本文>
• • • • •

本発明は、高圧耐火ケーブルなどを活線状態で診断する際に利用可能な耐火ケーブル診断装置および耐火ケーブル診断方法に関する。
例えば商用交流電力を供給する電力会社の送配電網などに用いられている高圧電力ケーブルは、経年劣化などの影響を受けて劣化する。具体的には、架橋ポリエチレン絶縁ビニルシースケーブル(CVケーブル)の絶縁層内に侵入した微量の水分や異物が経年変化により絶縁体の中に浸透し、樹状に拡がる絶縁劣化を経て絶縁破壊に至る。このような劣化現象は水トリーと呼ばれている。
送配電網などにおいて、水トリーに起因する事故を未然に防止するためには、定期的に高圧電力ケーブルの劣化の程度を診断し、劣化した高圧電力ケーブルを交換する必要がある。また、高圧電力ケーブルの劣化を診断する場合には、送配電網などに接続され通電を継続している活線状態のケーブルを活線状態を維持したまま診断する必要がある。
このような高圧電力ケーブルを活線状態で診断するための従来技術は、例えば特許文献1~特許文献3に開示されている。例えば特許文献1の活線電力ケーブルの絶縁劣化診断方法は、活線下で測定対象とする電力ケーブルの遮へい層に交流電源によって商用周波数の整数倍±aHz(0<a≦10)の周波数の交流電圧を印加し、当該電力ケーブルから交流電源を介して接地に流れる電流を電流測定手段により測定し、該電流測定手段により測定した電流に基づいて診断手段により電力ケーブルの絶縁劣化の程度を活線状態で診断する。
特許第3317391号公報 特開2018-84576号公報 特開2019-215212号公報
特許文献1のような方法でCVケーブルを診断する場合には、電流測定手段が測定する電流の信号とCVケーブルの劣化の程度との相関が大きいので、正しい診断が可能である。
一方、特許文献1のような方法で診断を実施する場合に、CVケーブルと構造が類似している高圧耐火ケーブルを診断対象とする場合には、ケーブルの劣化との相関がない疑似信号が発生する。そして、ケーブルの劣化を表す信号と疑似信号との両方の成分が電流測定手段の検出する電流の中に含まれる。したがって、電流測定手段の検出する電流に基づいて診断する従来の診断装置を利用する場合には、高圧耐火ケーブルを正しく診断することができなかった。

• • • • •

データセット>
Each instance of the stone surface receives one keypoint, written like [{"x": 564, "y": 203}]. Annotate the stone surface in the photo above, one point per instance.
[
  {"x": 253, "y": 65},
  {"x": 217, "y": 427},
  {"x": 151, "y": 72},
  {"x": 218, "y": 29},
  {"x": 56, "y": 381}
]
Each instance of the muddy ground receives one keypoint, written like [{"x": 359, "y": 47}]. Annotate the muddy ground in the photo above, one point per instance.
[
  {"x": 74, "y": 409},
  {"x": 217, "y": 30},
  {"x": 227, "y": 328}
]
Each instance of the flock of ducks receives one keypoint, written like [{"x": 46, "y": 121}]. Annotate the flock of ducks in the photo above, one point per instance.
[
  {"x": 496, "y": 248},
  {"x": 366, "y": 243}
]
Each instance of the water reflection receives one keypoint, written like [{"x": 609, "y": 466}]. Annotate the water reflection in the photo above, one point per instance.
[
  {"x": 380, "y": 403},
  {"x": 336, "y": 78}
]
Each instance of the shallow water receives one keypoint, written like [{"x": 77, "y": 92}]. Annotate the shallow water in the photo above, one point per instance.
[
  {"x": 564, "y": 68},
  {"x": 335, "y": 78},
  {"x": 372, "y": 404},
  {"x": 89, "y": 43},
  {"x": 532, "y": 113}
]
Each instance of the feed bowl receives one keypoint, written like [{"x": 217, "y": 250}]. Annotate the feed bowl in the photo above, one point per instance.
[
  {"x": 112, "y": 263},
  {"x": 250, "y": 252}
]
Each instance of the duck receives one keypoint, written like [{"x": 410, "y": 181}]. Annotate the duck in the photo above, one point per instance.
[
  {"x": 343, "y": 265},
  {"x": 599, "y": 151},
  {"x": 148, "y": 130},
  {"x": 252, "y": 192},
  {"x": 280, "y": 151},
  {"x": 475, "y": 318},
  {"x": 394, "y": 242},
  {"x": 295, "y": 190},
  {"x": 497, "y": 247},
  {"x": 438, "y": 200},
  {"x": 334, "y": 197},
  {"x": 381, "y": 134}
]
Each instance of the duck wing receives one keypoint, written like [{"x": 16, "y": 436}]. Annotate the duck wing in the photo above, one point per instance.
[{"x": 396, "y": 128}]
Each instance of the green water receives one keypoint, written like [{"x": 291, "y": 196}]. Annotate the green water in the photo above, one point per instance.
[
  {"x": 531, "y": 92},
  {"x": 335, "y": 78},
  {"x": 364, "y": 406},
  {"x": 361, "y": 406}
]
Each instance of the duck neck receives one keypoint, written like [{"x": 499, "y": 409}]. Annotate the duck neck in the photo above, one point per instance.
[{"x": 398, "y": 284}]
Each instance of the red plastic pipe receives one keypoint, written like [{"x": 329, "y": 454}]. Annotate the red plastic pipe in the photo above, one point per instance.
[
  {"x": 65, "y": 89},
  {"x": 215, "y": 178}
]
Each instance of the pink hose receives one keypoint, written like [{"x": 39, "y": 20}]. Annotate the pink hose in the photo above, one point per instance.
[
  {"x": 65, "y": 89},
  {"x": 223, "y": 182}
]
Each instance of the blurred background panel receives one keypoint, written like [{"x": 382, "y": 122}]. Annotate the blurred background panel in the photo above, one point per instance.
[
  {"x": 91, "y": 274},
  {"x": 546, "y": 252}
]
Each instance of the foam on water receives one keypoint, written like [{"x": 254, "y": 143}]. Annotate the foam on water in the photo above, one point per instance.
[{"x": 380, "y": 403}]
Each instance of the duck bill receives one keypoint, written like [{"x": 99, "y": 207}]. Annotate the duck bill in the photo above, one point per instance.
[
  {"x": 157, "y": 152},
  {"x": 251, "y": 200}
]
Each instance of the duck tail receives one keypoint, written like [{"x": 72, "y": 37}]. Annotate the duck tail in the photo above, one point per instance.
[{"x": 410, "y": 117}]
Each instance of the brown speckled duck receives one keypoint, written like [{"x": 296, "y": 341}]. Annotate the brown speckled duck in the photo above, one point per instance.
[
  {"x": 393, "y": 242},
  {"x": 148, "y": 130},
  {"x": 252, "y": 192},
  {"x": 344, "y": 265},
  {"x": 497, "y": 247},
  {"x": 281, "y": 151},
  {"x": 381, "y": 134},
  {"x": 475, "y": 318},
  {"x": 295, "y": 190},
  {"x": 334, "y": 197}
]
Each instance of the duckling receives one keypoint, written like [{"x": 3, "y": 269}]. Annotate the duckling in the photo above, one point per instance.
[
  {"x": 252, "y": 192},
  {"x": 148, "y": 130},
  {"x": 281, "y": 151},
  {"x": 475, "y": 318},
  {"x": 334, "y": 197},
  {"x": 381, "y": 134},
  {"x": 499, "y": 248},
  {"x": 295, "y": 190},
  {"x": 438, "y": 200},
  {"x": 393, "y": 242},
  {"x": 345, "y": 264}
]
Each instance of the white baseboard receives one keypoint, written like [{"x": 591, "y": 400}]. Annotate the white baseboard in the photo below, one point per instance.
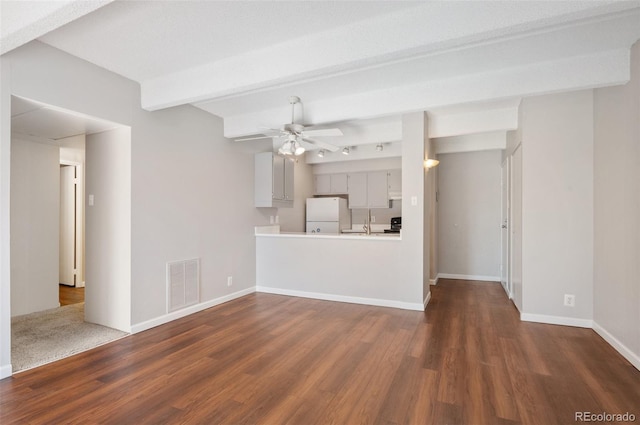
[
  {"x": 426, "y": 300},
  {"x": 556, "y": 320},
  {"x": 633, "y": 358},
  {"x": 342, "y": 298},
  {"x": 468, "y": 277},
  {"x": 139, "y": 327},
  {"x": 6, "y": 371}
]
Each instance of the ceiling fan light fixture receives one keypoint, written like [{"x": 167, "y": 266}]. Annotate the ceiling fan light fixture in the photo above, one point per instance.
[
  {"x": 286, "y": 148},
  {"x": 298, "y": 149}
]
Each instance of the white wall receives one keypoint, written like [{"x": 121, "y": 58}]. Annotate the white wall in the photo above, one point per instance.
[
  {"x": 108, "y": 229},
  {"x": 557, "y": 206},
  {"x": 415, "y": 235},
  {"x": 349, "y": 270},
  {"x": 192, "y": 193},
  {"x": 191, "y": 189},
  {"x": 469, "y": 214},
  {"x": 617, "y": 214},
  {"x": 35, "y": 226}
]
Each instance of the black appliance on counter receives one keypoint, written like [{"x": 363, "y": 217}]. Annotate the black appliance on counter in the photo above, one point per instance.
[{"x": 396, "y": 225}]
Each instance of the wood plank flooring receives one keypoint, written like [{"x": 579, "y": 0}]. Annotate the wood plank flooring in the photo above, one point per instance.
[
  {"x": 268, "y": 359},
  {"x": 70, "y": 295}
]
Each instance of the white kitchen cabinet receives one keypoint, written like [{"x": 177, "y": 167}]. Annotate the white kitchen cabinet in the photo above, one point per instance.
[
  {"x": 377, "y": 190},
  {"x": 273, "y": 181},
  {"x": 357, "y": 190},
  {"x": 368, "y": 190},
  {"x": 330, "y": 184},
  {"x": 322, "y": 184},
  {"x": 339, "y": 183}
]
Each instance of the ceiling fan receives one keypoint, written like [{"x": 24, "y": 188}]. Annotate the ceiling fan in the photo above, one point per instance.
[{"x": 297, "y": 136}]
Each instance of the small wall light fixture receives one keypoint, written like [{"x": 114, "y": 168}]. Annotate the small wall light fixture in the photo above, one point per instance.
[{"x": 430, "y": 163}]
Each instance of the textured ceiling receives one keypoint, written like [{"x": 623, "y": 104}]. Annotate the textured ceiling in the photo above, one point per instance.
[
  {"x": 361, "y": 60},
  {"x": 147, "y": 39}
]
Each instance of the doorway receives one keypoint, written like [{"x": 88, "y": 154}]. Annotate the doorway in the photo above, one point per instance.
[
  {"x": 71, "y": 269},
  {"x": 46, "y": 130}
]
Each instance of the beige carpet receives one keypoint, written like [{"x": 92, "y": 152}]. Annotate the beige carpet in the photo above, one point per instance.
[{"x": 50, "y": 335}]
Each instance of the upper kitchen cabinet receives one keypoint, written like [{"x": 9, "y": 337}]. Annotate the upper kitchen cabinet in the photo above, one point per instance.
[
  {"x": 273, "y": 181},
  {"x": 377, "y": 190},
  {"x": 357, "y": 190},
  {"x": 368, "y": 190},
  {"x": 330, "y": 184}
]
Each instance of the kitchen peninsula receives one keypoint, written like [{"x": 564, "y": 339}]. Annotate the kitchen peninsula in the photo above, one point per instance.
[{"x": 356, "y": 268}]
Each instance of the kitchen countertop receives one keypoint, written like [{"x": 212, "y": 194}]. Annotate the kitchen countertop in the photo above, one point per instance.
[{"x": 274, "y": 231}]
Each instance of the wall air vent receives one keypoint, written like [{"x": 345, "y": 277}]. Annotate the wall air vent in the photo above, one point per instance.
[{"x": 183, "y": 284}]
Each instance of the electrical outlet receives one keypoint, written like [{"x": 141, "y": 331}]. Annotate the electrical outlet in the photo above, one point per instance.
[{"x": 569, "y": 300}]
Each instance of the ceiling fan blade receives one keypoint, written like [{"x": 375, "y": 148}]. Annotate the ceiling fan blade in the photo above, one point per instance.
[
  {"x": 323, "y": 132},
  {"x": 244, "y": 139},
  {"x": 323, "y": 145}
]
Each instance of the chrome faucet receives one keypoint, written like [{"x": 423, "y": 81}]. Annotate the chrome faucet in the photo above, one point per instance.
[{"x": 367, "y": 224}]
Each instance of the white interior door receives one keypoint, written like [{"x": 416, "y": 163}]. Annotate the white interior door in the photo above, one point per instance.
[
  {"x": 67, "y": 225},
  {"x": 504, "y": 269}
]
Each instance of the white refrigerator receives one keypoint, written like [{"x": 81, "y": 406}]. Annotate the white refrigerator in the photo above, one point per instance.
[{"x": 327, "y": 215}]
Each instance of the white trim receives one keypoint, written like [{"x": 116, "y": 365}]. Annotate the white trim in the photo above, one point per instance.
[
  {"x": 556, "y": 320},
  {"x": 633, "y": 358},
  {"x": 468, "y": 277},
  {"x": 342, "y": 298},
  {"x": 6, "y": 371},
  {"x": 426, "y": 300},
  {"x": 139, "y": 327}
]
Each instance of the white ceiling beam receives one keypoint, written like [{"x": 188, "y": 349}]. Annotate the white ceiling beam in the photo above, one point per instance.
[
  {"x": 575, "y": 73},
  {"x": 372, "y": 42},
  {"x": 471, "y": 142}
]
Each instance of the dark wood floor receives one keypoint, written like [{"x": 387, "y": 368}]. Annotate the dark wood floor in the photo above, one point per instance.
[
  {"x": 70, "y": 295},
  {"x": 268, "y": 359}
]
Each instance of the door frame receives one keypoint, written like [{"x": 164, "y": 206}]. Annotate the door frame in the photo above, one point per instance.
[
  {"x": 505, "y": 241},
  {"x": 79, "y": 233}
]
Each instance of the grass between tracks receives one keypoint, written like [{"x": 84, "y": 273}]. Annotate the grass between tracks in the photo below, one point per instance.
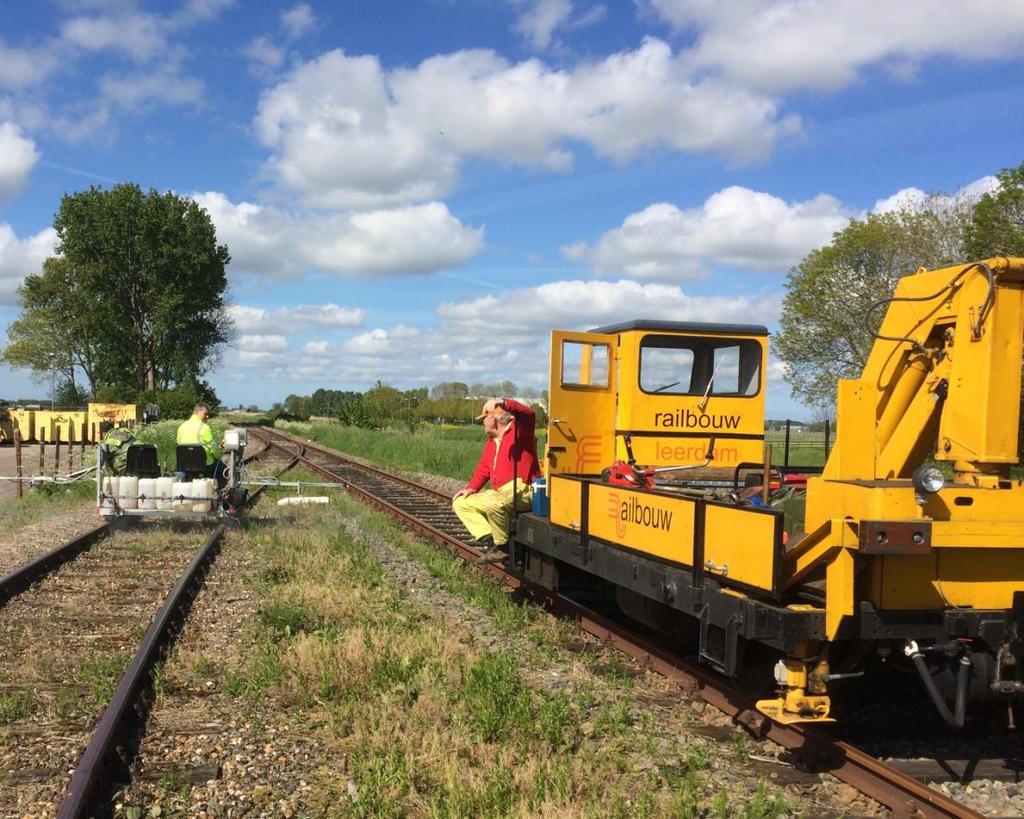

• • • • •

目標> 耐火ケーブル診断についての本文から、「本発明は、高圧耐火ケーブルな」で始まり「象は水トリーと呼ばれている。」で終わる部分を、一字一句変えずに書き写してください。

回答>
本発明は、高圧耐火ケーブルなどを活線状態で診断する際に利用可能な耐火ケーブル診断装置および耐火ケーブル診断方法に関する。
例えば商用交流電力を供給する電力会社の送配電網などに用いられている高圧電力ケーブルは、経年劣化などの影響を受けて劣化する。具体的には、架橋ポリエチレン絶縁ビニルシースケーブル(CVケーブル)の絶縁層内に侵入した微量の水分や異物が経年変化により絶縁体の中に浸透し、樹状に拡がる絶縁劣化を経て絶縁破壊に至る。このような劣化現象は水トリーと呼ばれている。